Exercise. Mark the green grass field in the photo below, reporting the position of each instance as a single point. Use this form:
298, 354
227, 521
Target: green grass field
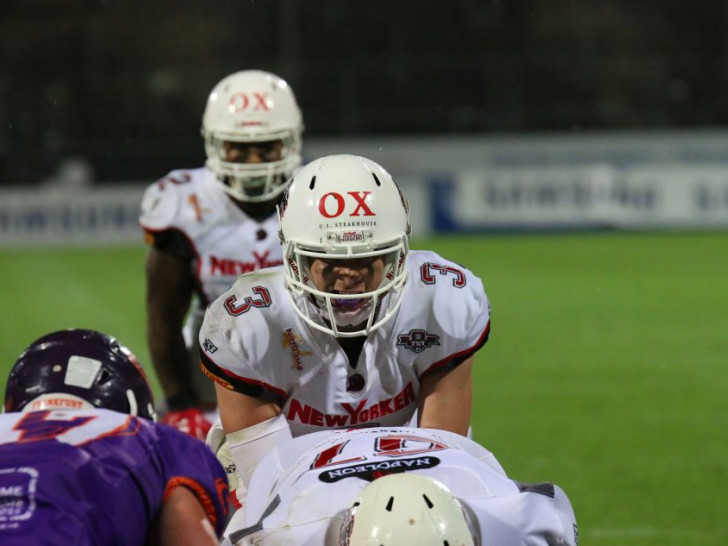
606, 371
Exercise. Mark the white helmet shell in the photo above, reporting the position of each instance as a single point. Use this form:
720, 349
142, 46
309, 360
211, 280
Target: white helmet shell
344, 207
407, 509
252, 106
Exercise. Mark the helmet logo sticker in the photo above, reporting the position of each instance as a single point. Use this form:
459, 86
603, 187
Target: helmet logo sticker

-.-.-

DIRECTION:
Copy out the data above word for word, without the pictures.

EXERCISE RESULT:
Exercise. Mark the green grass field in the photo below, reporting the position of each instance as a single point. Use this form:
298, 354
227, 521
Target: green grass field
606, 371
Exercise. Mark the white helmet shell in the photo above, reporting the position of each instance as a single point. Use this form:
720, 349
142, 46
309, 360
211, 280
Target: white helmet shell
344, 207
407, 509
252, 106
Exercise. Mark the helmet logo sticker in the photo above, reporting the position of each instance as a single point. Use this form:
459, 86
603, 187
Target: helmet logo sticker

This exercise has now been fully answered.